"Niespodzianka pod koniec Festiwalu w Cannes!", "Zasługuje na Złotą Palmę"! - tak francuska prasa zachwyca się dramatem "Mud" w reżyserii 33-letniego Amerykanina Jeffa Nicolsa. Film kilkanaście godzin przed ceremonią rozdania nagród w Cannes stał się jednym z faworytów festiwalowego konkursu.

Komentatorzy podkreślają, że po nocnej, oficjalnej premierze dramatu w Cannes oklaskom na stojąco nie było końca. Owacje trwały dłużej niż po jakimkolwiek innym pokazie filmowym na tegorocznym festiwalu. Zachwycił m.in. zaledwie 14-letni Tye Sheridan, znany już z ekranowej przypowieści filozoficznej "Drzewo życia" Terrence'a Malicka, która zdobyła Złotą Palme w ubiegłym roku.

Tye gra chłopca, który w filmie pomaga głównemu bohaterowi - ukrywającemu się na wyspie na Missisipi zbiegowi (wcielił się w niego Matthew McConaughey) - naprawić stary statek.

(ZESTAW WIERSZY)
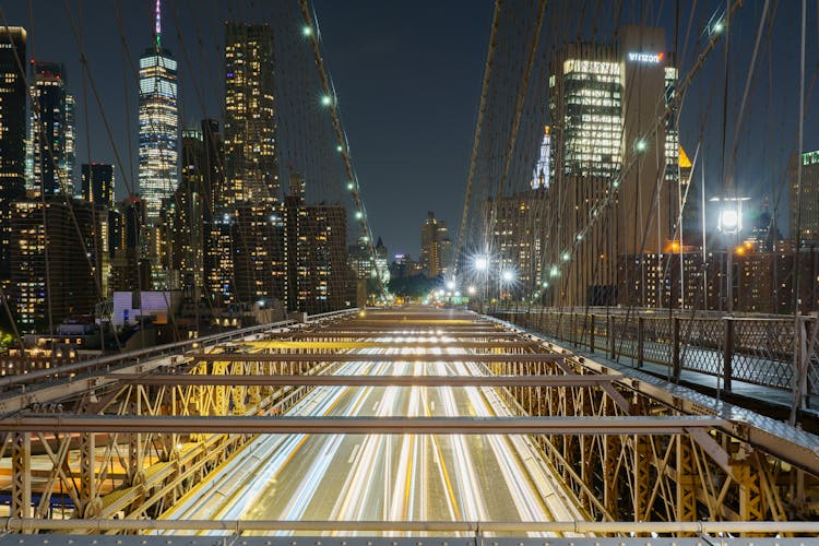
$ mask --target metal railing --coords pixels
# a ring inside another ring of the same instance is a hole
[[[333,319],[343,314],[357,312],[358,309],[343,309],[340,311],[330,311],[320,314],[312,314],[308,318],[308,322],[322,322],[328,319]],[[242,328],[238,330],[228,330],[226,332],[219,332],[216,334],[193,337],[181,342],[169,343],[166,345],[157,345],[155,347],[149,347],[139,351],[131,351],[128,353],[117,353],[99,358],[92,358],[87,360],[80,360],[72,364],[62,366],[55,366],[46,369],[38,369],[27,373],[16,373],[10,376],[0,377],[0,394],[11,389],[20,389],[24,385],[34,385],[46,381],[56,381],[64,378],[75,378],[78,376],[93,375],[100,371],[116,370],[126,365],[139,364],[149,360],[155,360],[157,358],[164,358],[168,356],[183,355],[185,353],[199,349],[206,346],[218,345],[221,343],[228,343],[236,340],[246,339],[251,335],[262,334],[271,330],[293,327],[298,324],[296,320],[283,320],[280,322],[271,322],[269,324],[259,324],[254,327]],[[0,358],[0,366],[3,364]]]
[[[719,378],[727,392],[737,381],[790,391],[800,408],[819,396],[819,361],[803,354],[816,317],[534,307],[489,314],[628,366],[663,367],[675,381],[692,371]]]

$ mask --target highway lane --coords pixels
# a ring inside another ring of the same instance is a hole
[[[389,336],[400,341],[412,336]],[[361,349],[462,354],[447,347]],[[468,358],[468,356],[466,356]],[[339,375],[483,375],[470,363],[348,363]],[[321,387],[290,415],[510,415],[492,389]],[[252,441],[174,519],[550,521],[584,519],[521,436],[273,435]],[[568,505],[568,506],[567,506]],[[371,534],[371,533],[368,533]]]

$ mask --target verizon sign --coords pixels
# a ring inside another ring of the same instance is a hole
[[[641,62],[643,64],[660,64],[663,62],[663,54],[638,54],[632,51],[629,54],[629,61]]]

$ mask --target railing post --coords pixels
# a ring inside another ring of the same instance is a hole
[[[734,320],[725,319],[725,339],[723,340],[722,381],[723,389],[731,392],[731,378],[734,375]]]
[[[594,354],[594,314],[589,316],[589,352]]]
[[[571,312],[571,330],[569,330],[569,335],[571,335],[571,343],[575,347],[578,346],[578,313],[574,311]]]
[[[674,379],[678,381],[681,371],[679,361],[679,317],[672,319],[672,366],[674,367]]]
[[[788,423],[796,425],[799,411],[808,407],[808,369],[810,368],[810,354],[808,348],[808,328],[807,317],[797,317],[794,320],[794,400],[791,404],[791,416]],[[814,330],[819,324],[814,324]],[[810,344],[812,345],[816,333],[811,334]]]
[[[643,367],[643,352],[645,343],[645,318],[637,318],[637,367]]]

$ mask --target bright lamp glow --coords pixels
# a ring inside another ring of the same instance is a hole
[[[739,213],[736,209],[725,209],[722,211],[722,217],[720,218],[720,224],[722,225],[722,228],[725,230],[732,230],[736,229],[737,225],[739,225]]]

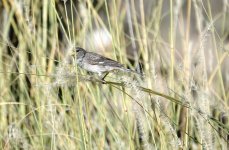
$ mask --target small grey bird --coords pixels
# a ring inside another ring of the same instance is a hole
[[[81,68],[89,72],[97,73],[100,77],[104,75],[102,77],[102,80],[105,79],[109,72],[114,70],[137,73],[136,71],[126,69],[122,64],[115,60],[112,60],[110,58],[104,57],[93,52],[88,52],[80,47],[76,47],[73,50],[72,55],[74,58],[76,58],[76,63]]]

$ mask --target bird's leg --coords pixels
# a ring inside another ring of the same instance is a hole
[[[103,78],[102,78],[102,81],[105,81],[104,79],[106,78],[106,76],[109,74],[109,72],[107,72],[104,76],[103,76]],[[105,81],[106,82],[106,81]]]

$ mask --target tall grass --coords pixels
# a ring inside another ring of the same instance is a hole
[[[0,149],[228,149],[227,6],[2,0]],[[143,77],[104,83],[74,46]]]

(ZADANIA I ĆWICZENIA)
1 – Odpowiedz na poniższe pytania na podstawie tekstu o filmie „Mud”.
(a) Ile lat ma reżyser filmu „Mud”?
(b) W kogo wcielił się w tym filmie Matthew McConaughey?
(c) Z jakiego filmu był już znany Tye Sheridan?
2 – Kontynuuj tekst o filmie „Mud” od miejsca, w którym się kończy.

(ODPOWIEDZI DO ZADAŃ)
1 –
(a) Ma 33 lata.
(b) Wcielił się w zbiega, który ukrywa się na wyspie na Missisipi.
(c) Był znany z filmu „Drzewo życia” Terrence'a Malicka.

2 –
Gratulacje chłopcu złożył publicznie hollywoodzki gwiazdor Robert Pattinson. "Mam po prostu dużo szczęścia" - skomentował skromnie Sheridan. Francuska prasa twierdzi, że 14-latek powinien dostać nagrodę dla najlepszego aktora. Czy tak się stanie?. To okaże się już dzisiaj wieczorem - w czasie ceremonii kończącej festiwal.

Mieszane uczucia po "Cosmopolis" Cronenberga

Mieszane recenzje zebrał z kolei dreszczowiec "Cosmopolis" sławnego Kanadyjczyka Davida Cronenberga z Robertem Pattisonem w roli głównej. Część festiwalowych gości uważa, że to udana opowieść o schyłku świata rządzonego przez finansjerę. Inni twierdza, że za dużo jest w niej płytkich egzystencjalnych rozważań.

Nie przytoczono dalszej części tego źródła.